ИСХОДНЫЙ ТЕКСТ ▸

Давеча выбрался в оперу — Оленька Перетятько пригласила на «Искателей жемчуга». Во-первых, люблю Олю, во-вторых — Бизе. На такие вылазки у меня обычно времени нет — они «съедают» весь вечер. Да и если быть честным, не такой уж я и оперный фанат. Популярные арии и ансамбли студенты приносят мне на занятия — как правило, это лучшее, что есть в операх, а все остальное, сидя в зале, нужно просто перетерпеть… Солисты стояли, как в «Реквиеме» Моцарта. Последняя «соломинка» — «бегущая строка» перевода — в случае, когда содержание оперы иначе как идиотским не назовешь, была тоже не в помощь. Тем не менее седовласые посетители дорогого партера, задрав голову, глазели на веселые буковки над сценой, уже предвкушая завтрашний поход к мануальному терапевту, вправляющему выпавшие позвонки. Мне стало интересно, есть ли кто-нибудь среди слушателей, кто не обращается к помощи электронного переводчика. Я долго крутил головой, но таких не обнаружил.
И вернулся я в мыслях к годам молодости, когда оперные театры играли спектакли на понятном слушателям языке, а я, молодой аккомпаниатор, вовсе не размышляя о соотношении оригинальной и переводной поэзии в романсе, с упоением работал над составлением программы моей первой долгоиграющей пластинки «Гёте и Гейне в русской музыке» с великой Галиной Ковалёвой. Лишь много лет спустя я осознал, что в камерной вокальной музыке (за редчайшим исключением) любой перевод текста — это потеря художественных достоинств и национальных признаков оригинала. Но тогда меня это не занимало. Всему свое время!
КВН-49 И МАРИО ДЕЛЬ МОНАКО
Детские впечатления остаются с нами на всю жизнь. 1959 год. Как сейчас помню, семья собралась у телевизора КВН-49 (большущий ящик с экраном чуть больше сегодняшнего iPhone). Из столичного Большого транслируют оперу «Кармен». Все поют «как люди», по-русски, а один певец, с красивым именем Марио дель Монако, — на другом, непонятном мне языке, но при этом (что самое поразительное!) при каждом его появлении публика неистовствует. Как мне объяснили, в этой языковой солянке дель Монако поет французскую оперу по-итальянски!
Происходившее на сцене Большого было тогда чем-то из ряда вон выходящим: все «варились» в русскоязычном котле, отечественные исполнители на гастроли за рубеж не выезжали, и проблематика владения иностранными языками и репертуаром на языке оригинала насущной не была. Зато (нет худа без добра!) родному языку уделялось удесятеренное внимание, и с маленьких телевизионных экранов, концертных сцен и театральных подмостков звучал отменный литературный русский. Все это рухнуло, ушло в прошлое с падением железного занавеса. Спрос рождает предложение — вот и начали наши лучшие срочно переучивать партии «как написано», и возникла дилемма, как быть дальше здесь, в России.

ПИСЬМЕННОЕ ЗАДАНИЕ A ▸ Процитируйте из текста об опере всё, начиная со слов «Происходившее на сцене» и до слов «здесь, в России.» включительно.
ПИСЬМЕННОЕ ЗАДАНИЕ B ▸ Какие люди названы в тексте об опере по имени или фамилии? Перечислите всех.

СОХРАНЁННЫЕ ДАННЫЕ ▸
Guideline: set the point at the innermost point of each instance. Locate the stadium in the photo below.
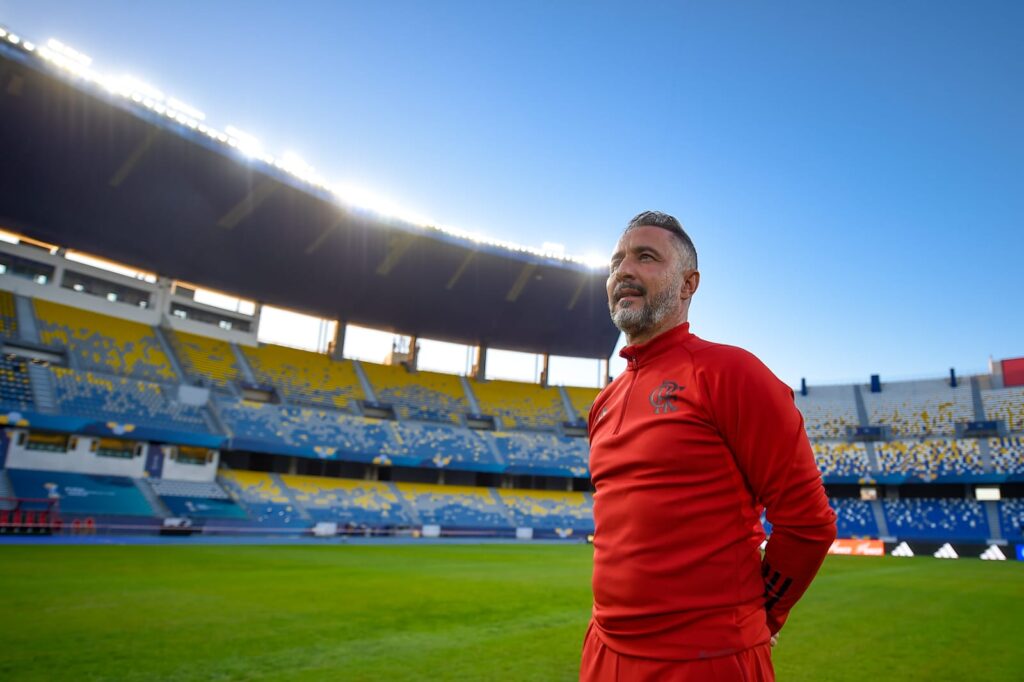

ИТОГОВЫЙ ОТВЕТ A ▸
Происходившее на сцене Большого было тогда чем-то из ряда вон выходящим: все «варились» в русскоязычном котле, отечественные исполнители на гастроли за рубеж не выезжали, и проблематика владения иностранными языками и репертуаром на языке оригинала насущной не была. Зато (нет худа без добра!) родному языку уделялось удесятеренное внимание, и с маленьких телевизионных экранов, концертных сцен и театральных подмостков звучал отменный литературный русский. Все это рухнуло, ушло в прошлое с падением железного занавеса. Спрос рождает предложение — вот и начали наши лучшие срочно переучивать партии «как написано», и возникла дилемма, как быть дальше здесь, в России.

ИТОГОВЫЙ ОТВЕТ B ▸ Оленька Перетятько, Бизе, Моцарт, Гёте, Гейне, Галина Ковалёва, Марио дель Монако.